Task to complete: Arrange every line of the rows below as a Markdown table with two columns, Number and Line. Number each line in order and leave out blank lines.

Material for this exercise:
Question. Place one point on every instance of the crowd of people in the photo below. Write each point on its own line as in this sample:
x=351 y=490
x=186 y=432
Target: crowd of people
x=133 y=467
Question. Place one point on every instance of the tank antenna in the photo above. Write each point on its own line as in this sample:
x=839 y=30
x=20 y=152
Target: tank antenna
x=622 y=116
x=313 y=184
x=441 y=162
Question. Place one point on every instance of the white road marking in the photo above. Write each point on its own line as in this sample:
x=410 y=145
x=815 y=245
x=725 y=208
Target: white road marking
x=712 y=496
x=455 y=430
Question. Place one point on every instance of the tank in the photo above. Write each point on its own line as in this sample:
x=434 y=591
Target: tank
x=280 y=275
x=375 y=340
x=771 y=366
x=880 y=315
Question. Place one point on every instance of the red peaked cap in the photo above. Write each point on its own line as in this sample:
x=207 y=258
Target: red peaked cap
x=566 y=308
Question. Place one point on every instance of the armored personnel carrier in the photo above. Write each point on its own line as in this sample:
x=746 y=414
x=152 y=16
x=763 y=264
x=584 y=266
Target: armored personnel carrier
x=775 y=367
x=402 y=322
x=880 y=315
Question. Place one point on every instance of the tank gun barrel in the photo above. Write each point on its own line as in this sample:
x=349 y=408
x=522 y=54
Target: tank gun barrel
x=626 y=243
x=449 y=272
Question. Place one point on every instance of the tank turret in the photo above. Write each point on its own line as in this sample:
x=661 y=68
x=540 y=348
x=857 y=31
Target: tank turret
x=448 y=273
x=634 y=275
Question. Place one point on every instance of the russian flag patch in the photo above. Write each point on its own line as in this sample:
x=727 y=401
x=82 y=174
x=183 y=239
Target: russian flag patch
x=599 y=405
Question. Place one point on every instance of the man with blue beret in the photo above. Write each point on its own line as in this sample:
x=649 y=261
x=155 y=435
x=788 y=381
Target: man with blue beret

Result of the task:
| Number | Line |
|---|---|
| 1 | Question. Place one point on every instance of the crowd of people in the photo below. Write each point on its own line as in this sample: |
| 2 | x=351 y=490 |
| 3 | x=186 y=432 |
| 4 | Target: crowd of people |
| 5 | x=133 y=467 |
| 6 | Question. Place one point on every instance of the tank antenna in the photo above. Write each point on its own line as in this sample: |
| 7 | x=839 y=30 |
| 8 | x=20 y=152 |
| 9 | Target: tank antenna |
| 10 | x=622 y=116 |
| 11 | x=313 y=184 |
| 12 | x=441 y=162 |
| 13 | Question. Place one point on every instance of the white road marking in the photo above. Write each point on its own line as in this sample: |
| 14 | x=410 y=145 |
| 15 | x=815 y=245 |
| 16 | x=725 y=208 |
| 17 | Target: white road marking |
| 18 | x=712 y=496 |
| 19 | x=455 y=430 |
| 20 | Question. Place one point on every instance of the tank in the photo above. Write each point on its own line as in this sample: |
| 21 | x=434 y=591 |
| 22 | Target: tank |
| 23 | x=280 y=275 |
| 24 | x=375 y=340 |
| 25 | x=771 y=366 |
| 26 | x=880 y=315 |
| 27 | Question. Place one point on every instance of the red peaked cap in the photo above. Write each point on its own line as in this sample: |
| 28 | x=207 y=258 |
| 29 | Target: red peaked cap |
| 30 | x=566 y=308 |
| 31 | Question. Place one point on every instance of the armored personnel carrier in the photo above. Write each point on its own line as in this sample: |
| 32 | x=746 y=414 |
| 33 | x=152 y=16 |
| 34 | x=763 y=264 |
| 35 | x=584 y=266 |
| 36 | Target: armored personnel carrier |
| 37 | x=775 y=367 |
| 38 | x=402 y=322 |
| 39 | x=880 y=315 |
| 40 | Question. Place one point on every instance of the tank gun barrel in the photo above. Write each point on its own line as in this sample: |
| 41 | x=349 y=408 |
| 42 | x=522 y=54 |
| 43 | Target: tank gun barrel |
| 44 | x=626 y=243 |
| 45 | x=449 y=272 |
| 46 | Question. Place one point on every instance of the tank turret in the photo above. Write each point on its own line as in this sample: |
| 47 | x=661 y=68 |
| 48 | x=540 y=348 |
| 49 | x=857 y=31 |
| 50 | Target: tank turret |
| 51 | x=448 y=273 |
| 52 | x=634 y=275 |
| 53 | Question. Place one point on every instance of the russian flag patch in the photo above. Write each point on its own line as in this sample: |
| 54 | x=727 y=401 |
| 55 | x=82 y=174 |
| 56 | x=183 y=239 |
| 57 | Target: russian flag patch |
| 58 | x=599 y=405 |
| 59 | Question. Place one point on every instance of the man with blue beret in the photo above. Write each point on its own line as in this sample: |
| 60 | x=649 y=261 |
| 61 | x=155 y=435 |
| 62 | x=788 y=381 |
| 63 | Target: man with blue beret |